**Requirements:**
Only the lines from the one containing "Objective — one point per instance of the asphalt" through the end of the entries should be returned, exactly as they are, with the pictures omitted.

**Data in this exercise:**
>>>

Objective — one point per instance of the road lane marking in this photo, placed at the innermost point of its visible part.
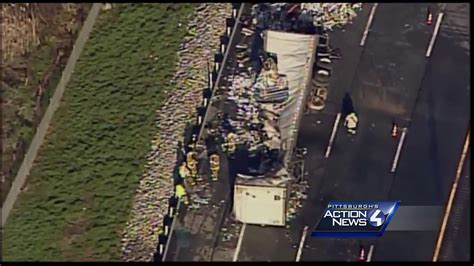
(435, 33)
(451, 196)
(399, 150)
(300, 248)
(371, 251)
(239, 243)
(333, 135)
(369, 23)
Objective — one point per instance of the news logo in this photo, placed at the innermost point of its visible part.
(355, 218)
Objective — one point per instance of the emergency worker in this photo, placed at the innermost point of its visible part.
(191, 164)
(351, 123)
(229, 145)
(180, 193)
(184, 173)
(214, 158)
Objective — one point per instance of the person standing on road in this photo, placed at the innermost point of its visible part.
(351, 120)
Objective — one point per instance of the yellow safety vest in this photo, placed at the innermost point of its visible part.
(214, 161)
(180, 191)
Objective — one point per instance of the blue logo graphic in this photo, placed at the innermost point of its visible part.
(355, 218)
(377, 218)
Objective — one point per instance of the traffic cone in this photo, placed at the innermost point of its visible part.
(394, 130)
(429, 20)
(362, 254)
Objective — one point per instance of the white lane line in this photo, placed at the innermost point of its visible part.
(333, 135)
(451, 196)
(369, 23)
(239, 243)
(399, 150)
(435, 33)
(300, 248)
(371, 251)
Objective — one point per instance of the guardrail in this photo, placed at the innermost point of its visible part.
(208, 104)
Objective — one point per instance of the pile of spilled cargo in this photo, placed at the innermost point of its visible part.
(141, 235)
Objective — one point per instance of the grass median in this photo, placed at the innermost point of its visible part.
(79, 192)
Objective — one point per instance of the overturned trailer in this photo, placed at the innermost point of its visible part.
(264, 198)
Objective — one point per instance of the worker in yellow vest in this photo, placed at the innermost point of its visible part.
(191, 164)
(184, 173)
(351, 122)
(214, 166)
(180, 193)
(229, 145)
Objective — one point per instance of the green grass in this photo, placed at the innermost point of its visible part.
(98, 141)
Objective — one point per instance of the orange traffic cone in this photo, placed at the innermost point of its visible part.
(362, 254)
(429, 20)
(394, 130)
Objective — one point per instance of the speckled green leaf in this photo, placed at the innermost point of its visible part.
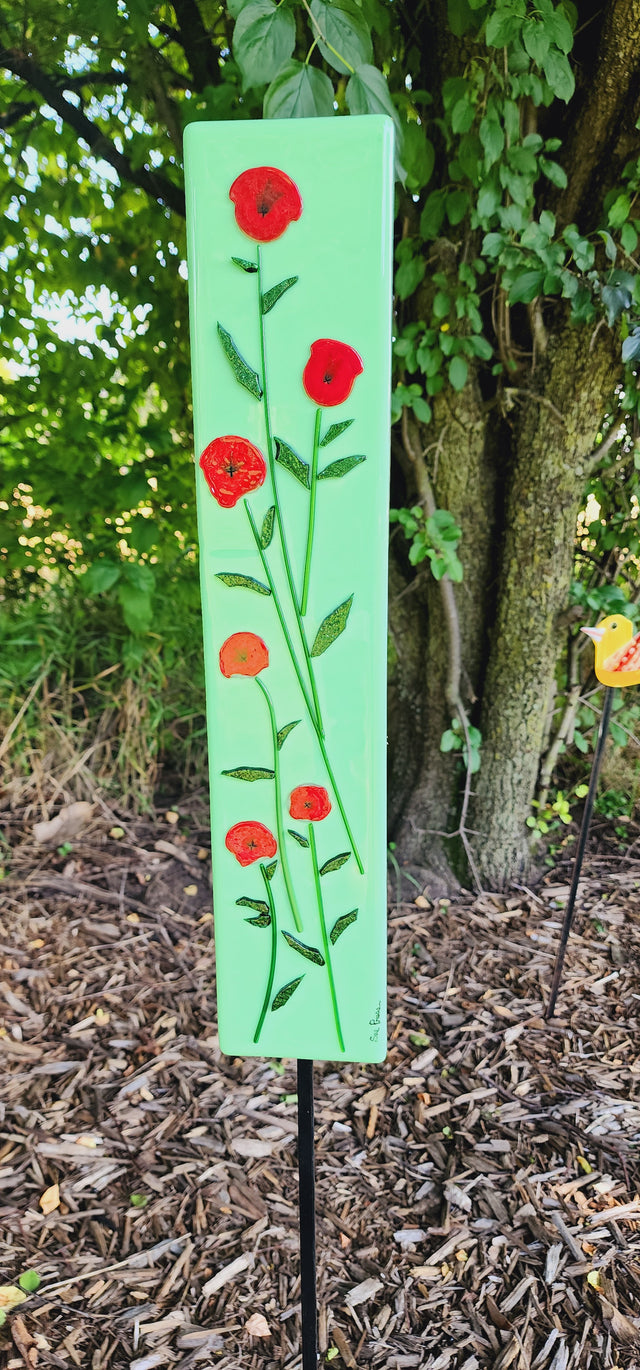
(254, 903)
(267, 526)
(284, 995)
(341, 924)
(335, 430)
(335, 863)
(285, 730)
(340, 467)
(298, 837)
(310, 952)
(250, 773)
(292, 462)
(247, 582)
(272, 296)
(240, 367)
(332, 626)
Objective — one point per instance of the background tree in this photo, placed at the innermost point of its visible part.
(515, 341)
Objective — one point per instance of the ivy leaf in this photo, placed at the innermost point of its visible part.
(267, 528)
(335, 863)
(263, 39)
(341, 924)
(346, 40)
(272, 296)
(299, 92)
(240, 367)
(310, 952)
(335, 430)
(250, 773)
(261, 907)
(284, 995)
(284, 732)
(292, 462)
(367, 93)
(248, 582)
(340, 467)
(330, 628)
(303, 841)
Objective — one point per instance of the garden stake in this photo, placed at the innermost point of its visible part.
(584, 833)
(307, 1213)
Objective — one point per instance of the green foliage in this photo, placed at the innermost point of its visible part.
(433, 537)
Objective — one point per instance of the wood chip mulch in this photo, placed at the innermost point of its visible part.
(477, 1195)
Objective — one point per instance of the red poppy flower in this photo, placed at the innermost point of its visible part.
(310, 802)
(330, 371)
(232, 467)
(266, 202)
(250, 841)
(243, 654)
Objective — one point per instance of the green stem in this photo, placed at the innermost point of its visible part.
(274, 952)
(276, 500)
(311, 513)
(325, 939)
(278, 810)
(303, 688)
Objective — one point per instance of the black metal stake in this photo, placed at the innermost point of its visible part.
(307, 1213)
(577, 866)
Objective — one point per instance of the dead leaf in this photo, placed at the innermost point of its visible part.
(258, 1326)
(67, 824)
(51, 1199)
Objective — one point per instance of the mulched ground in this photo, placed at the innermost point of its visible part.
(477, 1195)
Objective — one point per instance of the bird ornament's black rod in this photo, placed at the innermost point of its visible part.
(307, 1213)
(577, 866)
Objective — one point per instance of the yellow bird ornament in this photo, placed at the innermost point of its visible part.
(617, 651)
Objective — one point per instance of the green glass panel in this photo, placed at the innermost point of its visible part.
(291, 354)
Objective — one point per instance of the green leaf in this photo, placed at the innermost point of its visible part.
(100, 577)
(310, 952)
(536, 40)
(526, 287)
(335, 863)
(298, 837)
(244, 581)
(292, 462)
(559, 76)
(261, 907)
(284, 995)
(367, 93)
(250, 773)
(29, 1281)
(263, 39)
(332, 626)
(267, 526)
(340, 467)
(458, 370)
(343, 34)
(299, 92)
(284, 732)
(341, 924)
(335, 430)
(240, 367)
(272, 296)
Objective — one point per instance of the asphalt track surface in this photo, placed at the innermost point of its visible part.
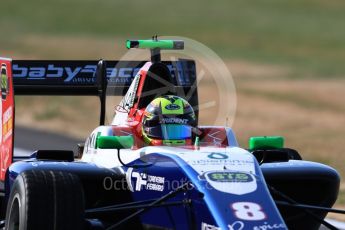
(28, 140)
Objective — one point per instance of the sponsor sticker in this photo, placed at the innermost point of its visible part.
(138, 181)
(233, 182)
(228, 177)
(172, 107)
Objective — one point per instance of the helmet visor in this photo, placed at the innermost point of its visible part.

<<<

**The solution:**
Objective — one point per instance of the asphalt track surface in this photo, placed at the innermost point of its visible part.
(28, 140)
Objective — one point per instance of the sponsor sticker in this photo, placed at the innermost point of its visible part.
(138, 181)
(233, 182)
(228, 177)
(172, 107)
Objective — one point per instance of the helmet visor in this photo, placed at the innermost point of its visible part.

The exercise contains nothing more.